DOCUMENT TEXT ->
------
If, within thirty days of the giving of the notice referred to in
Clause 14.9.1, the Borrower and the Bank fail to agree in writing
on a substitute basis for the Loan, the Borrower will immediately
prepay the Indebtedness. Clause 5.4 shall apply to that prepayment
if it is made on a day other than the last day of an Interest
Period in respect of the whole of the Loan.
14.10 Non-availability of currency If the Bank is for any reason unable
to obtain Dollars in the London Interbank market and is, as a
result, or as a result of any other contingency affecting the
London Interbank market, unable to advance or maintain the Loan in
Dollars, the Bank shall give notice to the Borrower and the Bank's
obligations to make the Loan available shall immediately cease. In
that event, if all or any part of the Loan shall have been
advanced by the Bank to the Borrower, the Bank will negotiate with
the Borrower in good faith with a view to establishing a mutually
acceptable basis for funding the Loan from an alternative source.
If the Bank and the Borrower have failed to agree in writing on a
basis for funding the Loan from an alternative source by 11.00
a.m. on the second Business Day prior to the end of the then
current Interest Period, the Borrower will (without prejudice to
its other obligations under or pursuant to this Agreement,
including, without limitation, its obligation to pay interest on
the Loan, arising on the expiry of the then current Interest
Period) prepay the Indebtedness to the Bank on the expiry of the
then current Interest Period.
Page 43
15 Communications
15.1 Method Any Communication may be given, delivered, made or served
(as the case may be) under or in relation to this Agreement by
letter, telex or fax and shall be in the English language and sent
addressed:-
15.1.1 in the case of the Bank to the Bank at its address at the
head of this Agreement (fax no: + 00 00 0000 0000) marked
for the attention of: Ship Finance Department; and
15.1.2 in the case of the Borrower to the Communications Address;
or to such other address, telex or fax number as the Bank or the
Borrower may designate for itself by written notice to the other.
15.2 Timing A Communication shall be deemed to have been duly given,
delivered, made or served to or on, and received by, the
Borrower:-
15.2.1 in the case of a telex when answered back;
15.2.2 in the case of a fax when the sender receives one or more
transmission reports showing the whole of the Communication
to have been transmitted to the correct fax number;
15.2.3 if delivered to an officer of the Borrower or left at the
Communications Address at the time of delivery or leaving;
or
15.2.4 if sent by registered post on receipt at the Communication
Address.
------
WHAT THIS EXERCISE ASKS ->
A – Decide whether each statement below agrees with the loan agreement excerpt, answering yes or no and quoting the words that settle it: (i) Communications under the Agreement must be in English; (ii) a telex is deemed received as soon as it is sent; (iii) Communications to the Bank are to be marked for the attention of its Treasury Department.
B – According to the loan agreement excerpt, by what deadline must the Bank and the Borrower agree in writing on a basis for funding the Loan from an alternative source?
C – Copy the passage of the loan agreement excerpt between "14.10 Non-availability of" and "an alternative source.", inclusive.

[Stored records]
------
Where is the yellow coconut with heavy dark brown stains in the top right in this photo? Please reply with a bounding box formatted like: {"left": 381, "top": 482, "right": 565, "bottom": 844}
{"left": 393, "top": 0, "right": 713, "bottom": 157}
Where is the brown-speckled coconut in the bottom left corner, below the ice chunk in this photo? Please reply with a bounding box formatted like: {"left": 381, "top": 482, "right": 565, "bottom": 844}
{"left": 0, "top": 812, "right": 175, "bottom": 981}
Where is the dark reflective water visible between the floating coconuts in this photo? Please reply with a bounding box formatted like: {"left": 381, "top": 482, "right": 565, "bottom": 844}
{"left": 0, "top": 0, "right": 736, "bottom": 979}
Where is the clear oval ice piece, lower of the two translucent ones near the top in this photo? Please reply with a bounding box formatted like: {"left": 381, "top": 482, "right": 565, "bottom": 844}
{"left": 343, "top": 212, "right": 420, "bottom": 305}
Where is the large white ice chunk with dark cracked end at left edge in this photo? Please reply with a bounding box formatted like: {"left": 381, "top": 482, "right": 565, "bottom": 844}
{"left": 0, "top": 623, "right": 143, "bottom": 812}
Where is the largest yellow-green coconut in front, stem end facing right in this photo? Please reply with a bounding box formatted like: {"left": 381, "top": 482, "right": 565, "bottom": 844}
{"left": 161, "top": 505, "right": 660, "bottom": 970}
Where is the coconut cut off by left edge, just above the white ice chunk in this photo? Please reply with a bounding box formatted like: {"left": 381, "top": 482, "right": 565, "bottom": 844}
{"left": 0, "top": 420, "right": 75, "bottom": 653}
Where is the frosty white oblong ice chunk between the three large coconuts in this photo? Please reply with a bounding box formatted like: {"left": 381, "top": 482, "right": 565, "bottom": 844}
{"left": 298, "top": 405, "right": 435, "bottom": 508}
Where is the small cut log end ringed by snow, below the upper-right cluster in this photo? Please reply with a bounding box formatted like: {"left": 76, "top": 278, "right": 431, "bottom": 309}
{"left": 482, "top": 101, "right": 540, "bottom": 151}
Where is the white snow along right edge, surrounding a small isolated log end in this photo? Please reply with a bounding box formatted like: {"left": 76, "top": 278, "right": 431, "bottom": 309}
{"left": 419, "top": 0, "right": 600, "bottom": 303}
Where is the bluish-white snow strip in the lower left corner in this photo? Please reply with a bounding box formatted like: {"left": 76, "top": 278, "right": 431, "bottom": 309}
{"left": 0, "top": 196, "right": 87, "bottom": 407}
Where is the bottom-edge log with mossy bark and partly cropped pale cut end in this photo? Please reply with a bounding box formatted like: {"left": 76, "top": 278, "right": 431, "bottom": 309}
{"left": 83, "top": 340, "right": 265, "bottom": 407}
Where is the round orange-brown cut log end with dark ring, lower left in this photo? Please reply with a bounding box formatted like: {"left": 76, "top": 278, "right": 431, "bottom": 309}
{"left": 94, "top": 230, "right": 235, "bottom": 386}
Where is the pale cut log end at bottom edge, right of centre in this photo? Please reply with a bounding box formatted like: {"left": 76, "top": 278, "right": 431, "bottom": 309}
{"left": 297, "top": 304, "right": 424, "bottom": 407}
------
RESPONSES BY TASK ->
A –
(i) Yes: "shall be in the English language"
(ii) No: "in the case of a telex when answered back"
(iii) No: "marked for the attention of: Ship Finance Department"

B – By 11.00 a.m. on the second Business Day prior to the end of the then current Interest Period.

C –
14.10 Non-availability of currency If the Bank is for any reason unable
to obtain Dollars in the London Interbank market and is, as a
result, or as a result of any other contingency affecting the
London Interbank market, unable to advance or maintain the Loan in
Dollars, the Bank shall give notice to the Borrower and the Bank's
obligations to make the Loan available shall immediately cease. In
that event, if all or any part of the Loan shall have been
advanced by the Bank to the Borrower, the Bank will negotiate with
the Borrower in good faith with a view to establishing a mutually
acceptable basis for funding the Loan from an alternative source.